● Exercise details
Recast every line of the entries below as a Markdown table with a No. column for the row number and a Line column for the line itself, leaving out blank lines.

(Saved data entries)
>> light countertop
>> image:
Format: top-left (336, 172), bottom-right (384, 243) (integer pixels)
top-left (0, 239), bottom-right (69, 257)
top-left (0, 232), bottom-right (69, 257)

● Task response
| No. | Line |
|---|---|
| 1 | >> light countertop |
| 2 | >> image: |
| 3 | Format: top-left (336, 172), bottom-right (384, 243) (integer pixels) |
| 4 | top-left (0, 239), bottom-right (69, 257) |
| 5 | top-left (0, 232), bottom-right (69, 257) |